**Stated exercise:**
Return the lines from the start of the records through the line holding "Target: man's dark hair", inclusive, copied exactly and with the pictures left out.

[Segmentation labeling entries]
++++++++++

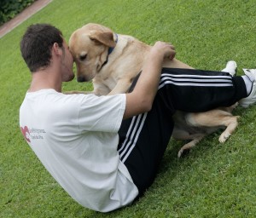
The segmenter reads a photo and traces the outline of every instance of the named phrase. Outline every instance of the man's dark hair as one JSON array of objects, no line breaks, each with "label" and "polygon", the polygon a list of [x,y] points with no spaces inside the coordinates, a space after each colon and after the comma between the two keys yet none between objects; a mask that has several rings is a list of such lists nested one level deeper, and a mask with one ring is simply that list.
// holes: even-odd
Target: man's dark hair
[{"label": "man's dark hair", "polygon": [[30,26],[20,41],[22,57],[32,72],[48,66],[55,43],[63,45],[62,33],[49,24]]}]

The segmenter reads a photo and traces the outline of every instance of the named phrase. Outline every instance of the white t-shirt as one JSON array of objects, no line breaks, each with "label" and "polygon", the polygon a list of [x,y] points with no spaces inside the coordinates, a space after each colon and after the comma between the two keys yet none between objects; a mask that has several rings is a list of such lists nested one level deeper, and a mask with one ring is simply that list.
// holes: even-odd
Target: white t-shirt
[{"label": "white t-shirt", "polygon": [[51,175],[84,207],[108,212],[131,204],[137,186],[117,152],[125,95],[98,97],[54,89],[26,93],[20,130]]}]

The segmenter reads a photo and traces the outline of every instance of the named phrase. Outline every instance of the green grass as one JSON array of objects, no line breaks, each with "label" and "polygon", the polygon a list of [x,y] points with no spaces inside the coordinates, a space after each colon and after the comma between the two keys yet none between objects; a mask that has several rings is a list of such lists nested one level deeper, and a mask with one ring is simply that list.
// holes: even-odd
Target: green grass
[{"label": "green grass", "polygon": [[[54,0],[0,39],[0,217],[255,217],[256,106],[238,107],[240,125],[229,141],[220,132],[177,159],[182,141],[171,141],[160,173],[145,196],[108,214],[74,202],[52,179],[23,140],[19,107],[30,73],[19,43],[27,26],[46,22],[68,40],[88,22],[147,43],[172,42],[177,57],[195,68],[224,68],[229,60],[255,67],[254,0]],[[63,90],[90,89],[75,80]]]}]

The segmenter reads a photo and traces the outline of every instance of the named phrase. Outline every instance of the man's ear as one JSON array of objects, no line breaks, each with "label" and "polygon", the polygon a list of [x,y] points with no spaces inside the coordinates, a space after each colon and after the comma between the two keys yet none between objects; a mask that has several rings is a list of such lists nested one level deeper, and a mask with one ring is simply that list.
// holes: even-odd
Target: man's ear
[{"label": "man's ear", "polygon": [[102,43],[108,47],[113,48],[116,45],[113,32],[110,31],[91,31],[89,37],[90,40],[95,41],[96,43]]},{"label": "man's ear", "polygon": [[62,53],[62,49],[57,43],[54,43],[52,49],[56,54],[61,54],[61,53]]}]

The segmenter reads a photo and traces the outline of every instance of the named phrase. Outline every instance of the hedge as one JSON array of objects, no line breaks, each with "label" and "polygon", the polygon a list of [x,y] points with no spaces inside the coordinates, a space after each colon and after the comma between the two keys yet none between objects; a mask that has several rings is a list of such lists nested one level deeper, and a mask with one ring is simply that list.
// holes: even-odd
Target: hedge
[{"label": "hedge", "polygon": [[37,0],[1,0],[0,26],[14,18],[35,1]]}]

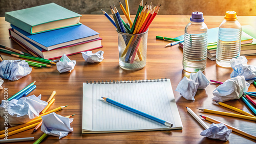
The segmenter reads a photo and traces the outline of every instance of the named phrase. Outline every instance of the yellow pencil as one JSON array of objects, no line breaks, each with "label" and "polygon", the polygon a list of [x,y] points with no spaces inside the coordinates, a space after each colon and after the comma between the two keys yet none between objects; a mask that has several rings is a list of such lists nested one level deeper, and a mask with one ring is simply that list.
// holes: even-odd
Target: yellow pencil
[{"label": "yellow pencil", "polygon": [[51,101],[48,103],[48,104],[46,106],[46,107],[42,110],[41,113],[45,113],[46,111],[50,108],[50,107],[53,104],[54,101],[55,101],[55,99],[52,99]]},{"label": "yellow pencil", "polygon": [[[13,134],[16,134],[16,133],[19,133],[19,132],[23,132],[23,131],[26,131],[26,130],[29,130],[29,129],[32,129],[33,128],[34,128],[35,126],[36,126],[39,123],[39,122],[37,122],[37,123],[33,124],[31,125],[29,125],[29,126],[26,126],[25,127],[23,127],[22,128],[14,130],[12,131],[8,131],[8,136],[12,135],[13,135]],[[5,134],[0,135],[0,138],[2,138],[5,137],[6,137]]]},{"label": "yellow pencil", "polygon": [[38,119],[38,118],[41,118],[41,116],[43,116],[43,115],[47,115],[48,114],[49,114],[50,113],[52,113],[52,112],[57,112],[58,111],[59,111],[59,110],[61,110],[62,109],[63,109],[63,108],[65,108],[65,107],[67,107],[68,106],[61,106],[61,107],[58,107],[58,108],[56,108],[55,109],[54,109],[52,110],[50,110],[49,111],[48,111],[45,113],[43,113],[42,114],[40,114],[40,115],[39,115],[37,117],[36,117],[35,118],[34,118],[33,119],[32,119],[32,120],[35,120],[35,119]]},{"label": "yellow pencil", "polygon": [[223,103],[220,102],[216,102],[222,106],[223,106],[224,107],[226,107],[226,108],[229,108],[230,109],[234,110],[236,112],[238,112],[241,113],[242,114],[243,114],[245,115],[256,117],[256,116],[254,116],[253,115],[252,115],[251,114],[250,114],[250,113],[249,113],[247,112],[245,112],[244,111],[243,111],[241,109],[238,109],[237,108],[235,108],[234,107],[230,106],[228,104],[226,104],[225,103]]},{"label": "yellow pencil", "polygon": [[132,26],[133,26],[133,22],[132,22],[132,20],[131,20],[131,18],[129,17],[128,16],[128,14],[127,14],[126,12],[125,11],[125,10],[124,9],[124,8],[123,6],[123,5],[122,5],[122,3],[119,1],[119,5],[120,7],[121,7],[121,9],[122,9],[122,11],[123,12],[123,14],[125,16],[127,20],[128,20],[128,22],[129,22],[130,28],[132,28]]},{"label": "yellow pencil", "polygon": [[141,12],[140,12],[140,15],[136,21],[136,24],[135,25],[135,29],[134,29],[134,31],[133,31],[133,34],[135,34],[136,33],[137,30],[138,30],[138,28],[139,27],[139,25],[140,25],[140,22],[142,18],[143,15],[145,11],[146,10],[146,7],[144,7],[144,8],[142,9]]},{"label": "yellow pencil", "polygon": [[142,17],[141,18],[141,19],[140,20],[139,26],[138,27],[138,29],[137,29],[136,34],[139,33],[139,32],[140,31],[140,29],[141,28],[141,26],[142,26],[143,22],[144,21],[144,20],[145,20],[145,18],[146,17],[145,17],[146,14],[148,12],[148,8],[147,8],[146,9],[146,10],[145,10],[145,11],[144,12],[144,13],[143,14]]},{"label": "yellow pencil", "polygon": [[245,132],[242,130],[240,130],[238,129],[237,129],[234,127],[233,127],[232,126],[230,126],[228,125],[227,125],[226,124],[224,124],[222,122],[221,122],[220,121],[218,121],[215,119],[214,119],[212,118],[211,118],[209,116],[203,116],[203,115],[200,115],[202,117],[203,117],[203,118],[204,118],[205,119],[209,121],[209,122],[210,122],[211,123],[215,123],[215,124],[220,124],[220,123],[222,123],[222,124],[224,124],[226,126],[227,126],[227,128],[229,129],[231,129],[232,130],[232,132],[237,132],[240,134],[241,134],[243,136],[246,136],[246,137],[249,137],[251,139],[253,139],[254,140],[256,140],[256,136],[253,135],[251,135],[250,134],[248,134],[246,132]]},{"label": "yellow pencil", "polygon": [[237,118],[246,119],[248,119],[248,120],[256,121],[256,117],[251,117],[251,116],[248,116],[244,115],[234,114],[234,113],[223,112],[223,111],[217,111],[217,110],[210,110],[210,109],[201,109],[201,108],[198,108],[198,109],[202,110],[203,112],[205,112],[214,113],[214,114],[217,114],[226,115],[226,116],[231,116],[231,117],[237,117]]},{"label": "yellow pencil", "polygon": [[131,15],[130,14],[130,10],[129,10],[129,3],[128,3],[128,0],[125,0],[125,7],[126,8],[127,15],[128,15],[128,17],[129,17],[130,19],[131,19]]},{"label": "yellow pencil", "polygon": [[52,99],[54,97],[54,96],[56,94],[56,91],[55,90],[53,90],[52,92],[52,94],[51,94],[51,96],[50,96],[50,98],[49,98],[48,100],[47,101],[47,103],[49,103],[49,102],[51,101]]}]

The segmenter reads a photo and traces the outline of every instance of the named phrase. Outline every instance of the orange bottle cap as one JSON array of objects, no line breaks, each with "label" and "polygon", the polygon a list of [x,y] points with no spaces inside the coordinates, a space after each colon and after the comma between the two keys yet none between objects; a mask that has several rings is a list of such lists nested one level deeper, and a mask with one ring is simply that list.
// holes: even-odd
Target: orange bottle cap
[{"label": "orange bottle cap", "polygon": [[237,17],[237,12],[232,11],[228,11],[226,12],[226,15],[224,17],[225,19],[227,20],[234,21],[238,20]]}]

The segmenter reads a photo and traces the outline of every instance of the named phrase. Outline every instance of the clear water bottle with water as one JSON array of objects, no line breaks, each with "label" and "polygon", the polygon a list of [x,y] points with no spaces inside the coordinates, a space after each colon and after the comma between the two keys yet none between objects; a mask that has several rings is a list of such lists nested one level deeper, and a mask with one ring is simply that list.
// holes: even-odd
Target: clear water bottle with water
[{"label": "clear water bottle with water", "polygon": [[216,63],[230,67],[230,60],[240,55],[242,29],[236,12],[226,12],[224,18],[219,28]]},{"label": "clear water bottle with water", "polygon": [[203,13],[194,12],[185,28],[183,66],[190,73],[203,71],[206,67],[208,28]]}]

++++++++++

**Right answer:**
The segmenter reads a photo and traces the outline of every instance of the named phrase. Outline every instance of the man's dark hair as one JSON array of objects, no line breaks, each with "label" and "polygon", the polygon a list of [x,y] points with no spaces inside the coordinates, a space after each colon and after the comma between the two keys yet none between objects; a mask that has several rings is a list of such lists nested one level deeper, and a mask with one ring is simply that list.
// holes: even-odd
Target: man's dark hair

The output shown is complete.